Required work: The answer must be an exact transcription of every record.

The data:
◆ ◆ ◆ ◆
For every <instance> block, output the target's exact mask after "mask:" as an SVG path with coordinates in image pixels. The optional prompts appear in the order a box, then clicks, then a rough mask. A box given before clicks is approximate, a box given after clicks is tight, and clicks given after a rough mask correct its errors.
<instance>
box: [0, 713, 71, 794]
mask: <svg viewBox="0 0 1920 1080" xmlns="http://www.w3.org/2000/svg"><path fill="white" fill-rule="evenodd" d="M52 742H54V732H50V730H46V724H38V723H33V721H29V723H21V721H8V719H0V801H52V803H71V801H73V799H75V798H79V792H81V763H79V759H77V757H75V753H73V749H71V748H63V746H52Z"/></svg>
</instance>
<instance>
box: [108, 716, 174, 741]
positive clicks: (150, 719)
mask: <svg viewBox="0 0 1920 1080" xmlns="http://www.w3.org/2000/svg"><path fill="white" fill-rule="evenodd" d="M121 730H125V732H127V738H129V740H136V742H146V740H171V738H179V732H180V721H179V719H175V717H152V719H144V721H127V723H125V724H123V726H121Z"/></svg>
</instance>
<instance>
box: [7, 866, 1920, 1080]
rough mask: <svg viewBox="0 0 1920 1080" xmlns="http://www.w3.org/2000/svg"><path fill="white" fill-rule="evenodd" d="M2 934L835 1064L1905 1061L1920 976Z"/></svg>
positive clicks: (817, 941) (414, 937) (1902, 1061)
◆ ◆ ◆ ◆
Worked solution:
For every <instance> block, output the target's exact mask after "mask:" as an SVG path with coordinates in image pixels. The optional prompts appear in the order a box, then clicks, then a rough mask. A box given before clicks is approximate, a box given after clicks is tight, and clicks given after a rough mask correct its errors.
<instance>
box: [0, 713, 71, 794]
mask: <svg viewBox="0 0 1920 1080" xmlns="http://www.w3.org/2000/svg"><path fill="white" fill-rule="evenodd" d="M52 742H54V732H50V730H46V724H38V723H33V721H29V723H21V721H8V719H0V801H52V803H71V801H73V799H75V798H79V792H81V763H79V759H77V757H75V753H73V749H71V748H63V746H52Z"/></svg>
</instance>
<instance>
box: [108, 716, 174, 741]
positive clicks: (150, 719)
mask: <svg viewBox="0 0 1920 1080" xmlns="http://www.w3.org/2000/svg"><path fill="white" fill-rule="evenodd" d="M121 730H125V732H127V738H129V740H136V742H146V740H171V738H179V732H180V721H179V719H175V717H152V719H144V721H127V723H125V724H123V726H121Z"/></svg>
</instance>
<instance>
box: [7, 866, 1920, 1080]
rough mask: <svg viewBox="0 0 1920 1080" xmlns="http://www.w3.org/2000/svg"><path fill="white" fill-rule="evenodd" d="M2 934L835 1064L1905 1061L1920 976Z"/></svg>
positive clicks: (817, 941) (414, 937) (1902, 1061)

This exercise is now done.